Skip to main content
If you create a Document Splitter skill, the document processing flow will end with a Splitter Script activity. This final step serves for splitting the flow of pages in a transaction into a set of documents. Unlike other activities, this activity processes all pages in a transaction at once.

Setting Up the Activity

To set up the activity, do the following:
  1. Add possible document types by clicking the plus icon on the Splitter Script Properties pane and creating classes one by one.
  2. Click Script Editor on the Splitter Script Properties pane.
  3. Set up a script that will determine how pages are assembled into documents. The script has access to all pages of a transaction. The common scenario is to iterate through pages checking each time if a page starts a new document. If it doesn’t, it is appended to the previous document. For a detailed description of objects that can be used in your script, see Object model.
  4. Click Save.

Sample Scripts

In this section you will find sample scripts that correspond to a variety of Document Splitter skill use cases. All the following script examples assume that a field called “ResultClassId” exists in the document definition. This field should contain the document class.

Separating Documents of the Same Type

The input file contains invoices from one vendor for a certain period. The first page of each invoice contains the invoice number. The first page of a document may contain specific data, e.g. a title or an invoice number. To determine that the current page is the first page of a new document, you need to check if the corresponding field was found on the page. You can also analyze the field values on the consecutive pages (e.g. page numbers or invoice numbers). In the following example, we compare the invoice numbers found on two consecutive pages and check if the “FirstPageMarker” field was found on the current page. If the field was found or if the invoice number differs, the current page is considered to be the first page of a new document.
var documents = [];
var currentDocument = null;
var currentInvoiceNumber = "";

for (let i = 0; i < Context.Pages.length; i++)
{
    const page = Context.Pages[i];
    let invoiceNumberField = page.GetField("InvoiceNumber");
    let invoiceNumberNormalized = invoiceNumberField.Text.replace(/[. -]/g, '');
    let firstPageMarker = page.GetField("FirstPageMarker");
    var hasInvoiceNumber = invoiceNumberField !== null &&  invoiceNumberNormalized !== "";
    var hasNewInvoiceNumber = hasInvoiceNumber && invoiceNumberNormalized !== currentInvoiceNumber;
    var hasFirstPageMarker = firstPageMarker !== null && firstPageMarker.Text;

    if (!currentDocument || hasNewInvoiceNumber || (!hasInvoiceNumber && hasFirstPageMarker))

§ §

GOAL 1> According to the Splitter Script page, what field do all the sample scripts assume exists in the document definition?
The Splitter Script page and the records have no connection to each other.

Boundary annotation records

§ §

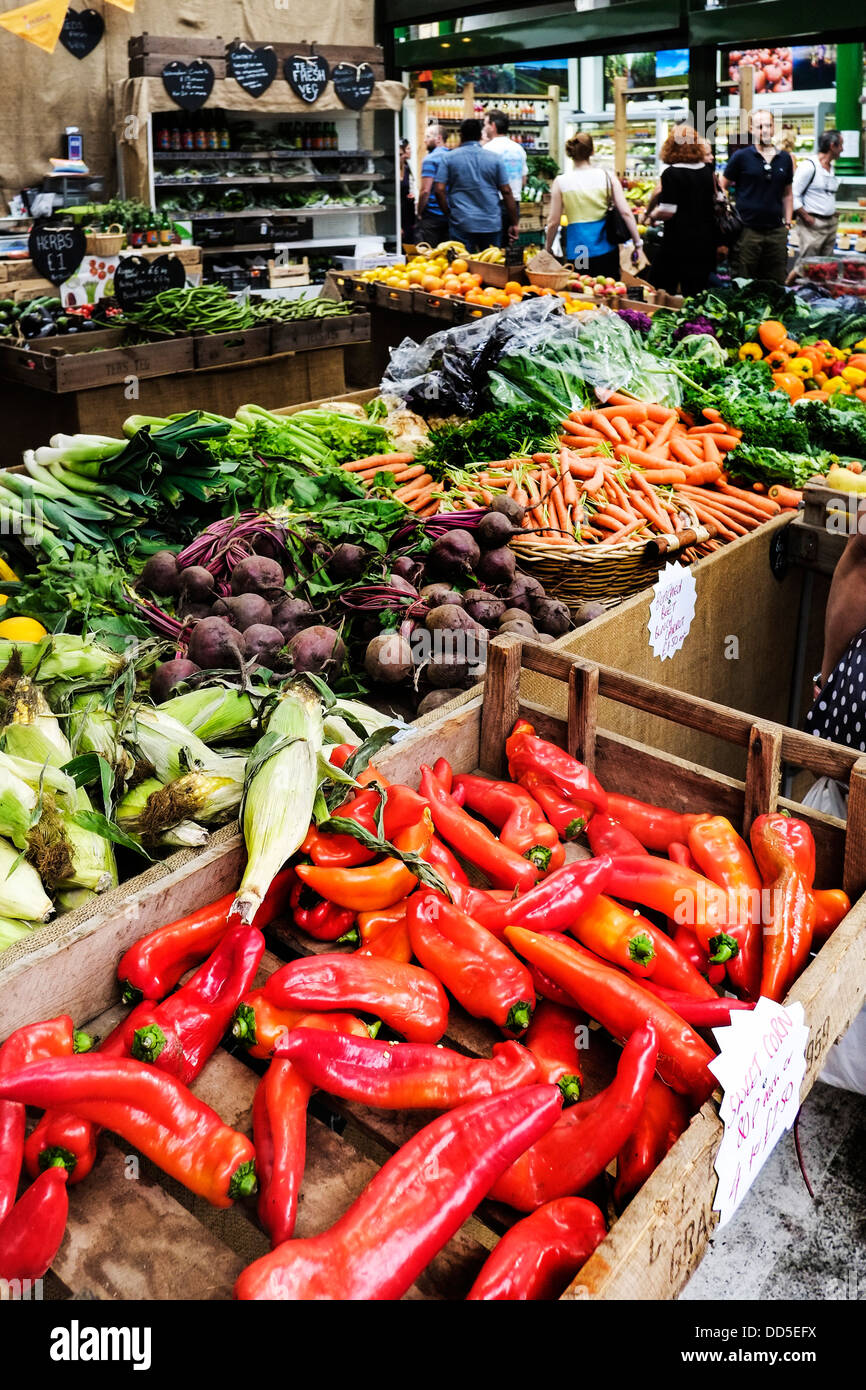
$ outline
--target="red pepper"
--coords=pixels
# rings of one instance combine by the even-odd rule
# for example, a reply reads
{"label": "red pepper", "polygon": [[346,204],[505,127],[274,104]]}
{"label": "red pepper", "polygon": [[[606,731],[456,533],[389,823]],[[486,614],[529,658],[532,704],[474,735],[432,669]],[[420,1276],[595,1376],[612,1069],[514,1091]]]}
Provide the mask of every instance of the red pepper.
{"label": "red pepper", "polygon": [[493,1201],[531,1212],[582,1191],[603,1173],[638,1123],[657,1055],[656,1030],[642,1023],[623,1048],[610,1086],[564,1111],[495,1183]]}
{"label": "red pepper", "polygon": [[238,923],[177,994],[126,1027],[126,1051],[192,1086],[217,1051],[263,955],[261,933]]}
{"label": "red pepper", "polygon": [[657,853],[667,853],[674,841],[681,845],[688,844],[692,826],[706,819],[706,816],[681,815],[664,806],[652,806],[649,802],[635,801],[634,796],[619,796],[616,792],[610,792],[607,798],[607,812],[641,841],[644,849],[655,849]]}
{"label": "red pepper", "polygon": [[250,1056],[265,1061],[274,1055],[279,1038],[297,1027],[309,1009],[281,1009],[267,998],[265,988],[250,990],[240,1001],[232,1019],[232,1036],[242,1042]]}
{"label": "red pepper", "polygon": [[46,1169],[0,1225],[0,1279],[42,1279],[50,1268],[67,1229],[67,1177]]}
{"label": "red pepper", "polygon": [[613,1197],[620,1211],[655,1173],[685,1130],[688,1120],[689,1109],[683,1097],[653,1076],[637,1127],[616,1158]]}
{"label": "red pepper", "polygon": [[815,902],[813,941],[827,941],[851,912],[851,898],[841,888],[815,888],[812,901]]}
{"label": "red pepper", "polygon": [[306,883],[296,883],[289,898],[295,926],[314,941],[339,941],[352,931],[354,913],[320,898]]}
{"label": "red pepper", "polygon": [[580,1099],[584,1066],[577,1045],[580,1015],[553,999],[539,999],[524,1042],[545,1081],[559,1086],[566,1105]]}
{"label": "red pepper", "polygon": [[569,991],[575,1005],[614,1038],[651,1022],[659,1040],[659,1076],[674,1091],[702,1105],[716,1087],[708,1069],[713,1049],[666,1004],[620,970],[569,941],[509,927],[509,942]]}
{"label": "red pepper", "polygon": [[0,1099],[64,1106],[133,1144],[171,1177],[214,1207],[256,1190],[254,1151],[245,1134],[165,1072],[97,1052],[22,1066],[0,1076]]}
{"label": "red pepper", "polygon": [[[525,720],[517,720],[506,739],[505,751],[513,781],[523,783],[527,774],[535,774],[570,801],[575,808],[574,815],[582,816],[584,820],[589,820],[596,810],[607,812],[607,792],[589,769],[556,744],[538,738]],[[537,796],[534,790],[532,795]],[[538,796],[537,799],[541,801]],[[541,805],[546,812],[544,801]]]}
{"label": "red pepper", "polygon": [[731,999],[727,995],[713,994],[712,998],[696,999],[694,994],[683,994],[680,990],[669,990],[655,980],[644,980],[644,988],[655,994],[656,999],[670,1005],[674,1013],[691,1023],[694,1029],[719,1029],[731,1022],[731,1013],[738,1009],[753,1009],[753,999]]}
{"label": "red pepper", "polygon": [[500,842],[509,849],[544,873],[562,869],[566,851],[559,834],[525,788],[487,777],[457,777],[452,795],[456,792],[463,794],[464,806],[496,826]]}
{"label": "red pepper", "polygon": [[[132,1013],[117,1024],[115,1029],[97,1044],[100,1056],[126,1055],[126,1029],[135,1026],[140,1019],[149,1016],[153,1009],[153,999],[142,999]],[[31,1061],[38,1061],[32,1058]],[[0,1102],[0,1111],[3,1102]],[[81,1183],[88,1176],[96,1162],[96,1137],[99,1125],[83,1120],[70,1111],[46,1111],[35,1130],[28,1136],[24,1145],[24,1159],[31,1177],[63,1163],[70,1175],[70,1186]]]}
{"label": "red pepper", "polygon": [[[368,1037],[366,1026],[350,1013],[314,1013],[303,1027],[354,1033]],[[297,1219],[297,1194],[307,1152],[307,1104],[313,1086],[288,1061],[274,1058],[256,1087],[253,1143],[259,1177],[259,1220],[272,1245],[291,1240]]]}
{"label": "red pepper", "polygon": [[467,1013],[506,1033],[527,1030],[535,990],[527,967],[502,941],[438,892],[414,894],[407,920],[416,956]]}
{"label": "red pepper", "polygon": [[[760,874],[730,820],[710,816],[692,826],[688,848],[698,869],[728,895],[728,934],[737,954],[727,962],[728,980],[748,999],[760,990]],[[735,912],[731,906],[737,903]],[[659,981],[666,984],[667,981]]]}
{"label": "red pepper", "polygon": [[541,870],[509,849],[487,826],[474,820],[436,781],[430,767],[421,767],[421,794],[430,802],[434,824],[442,838],[468,859],[496,888],[531,888]]}
{"label": "red pepper", "polygon": [[607,892],[688,926],[713,962],[727,962],[740,951],[734,930],[748,910],[745,890],[728,894],[681,865],[652,855],[621,855],[612,860]]}
{"label": "red pepper", "polygon": [[291,960],[271,976],[264,995],[278,1008],[307,1013],[368,1011],[410,1042],[438,1042],[448,1023],[448,997],[435,976],[357,951]]}
{"label": "red pepper", "polygon": [[[293,869],[277,874],[256,913],[254,927],[261,931],[285,912],[293,883]],[[228,892],[129,947],[117,967],[124,1004],[138,1004],[142,998],[164,999],[188,970],[206,960],[228,931],[228,913],[235,898],[235,892]]]}
{"label": "red pepper", "polygon": [[400,1298],[518,1154],[555,1123],[555,1086],[523,1086],[438,1116],[388,1159],[329,1230],[243,1270],[236,1298]]}
{"label": "red pepper", "polygon": [[[42,1023],[28,1023],[26,1027],[11,1033],[0,1047],[0,1076],[17,1072],[31,1062],[86,1052],[90,1045],[90,1037],[86,1033],[76,1033],[67,1013]],[[24,1105],[0,1101],[0,1225],[13,1209],[18,1191],[25,1120]]]}
{"label": "red pepper", "polygon": [[288,1058],[329,1095],[379,1111],[452,1111],[542,1080],[538,1062],[520,1042],[498,1042],[492,1058],[473,1058],[428,1042],[321,1037],[303,1023],[275,1056]]}
{"label": "red pepper", "polygon": [[594,855],[645,855],[648,851],[613,816],[596,813],[587,826],[587,840]]}
{"label": "red pepper", "polygon": [[[802,821],[799,823],[803,824]],[[760,992],[781,1002],[805,963],[815,930],[815,902],[801,869],[813,872],[803,837],[790,816],[759,816],[751,842],[760,876],[770,890],[765,908]]]}
{"label": "red pepper", "polygon": [[569,930],[589,951],[638,980],[652,979],[698,999],[716,997],[716,991],[660,927],[603,894],[584,908]]}
{"label": "red pepper", "polygon": [[467,1301],[559,1298],[607,1229],[594,1202],[560,1197],[516,1222],[485,1262]]}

§ §

GOAL 2> Identify every line of the records that contains the word "instance". Case counts.

RIGHT ANSWER 1> A field called "ResultClassId," which should contain the document class.

RIGHT ANSWER 2>
# rings of one instance combine by the even-odd rule
Provide the mask of every instance of the red pepper.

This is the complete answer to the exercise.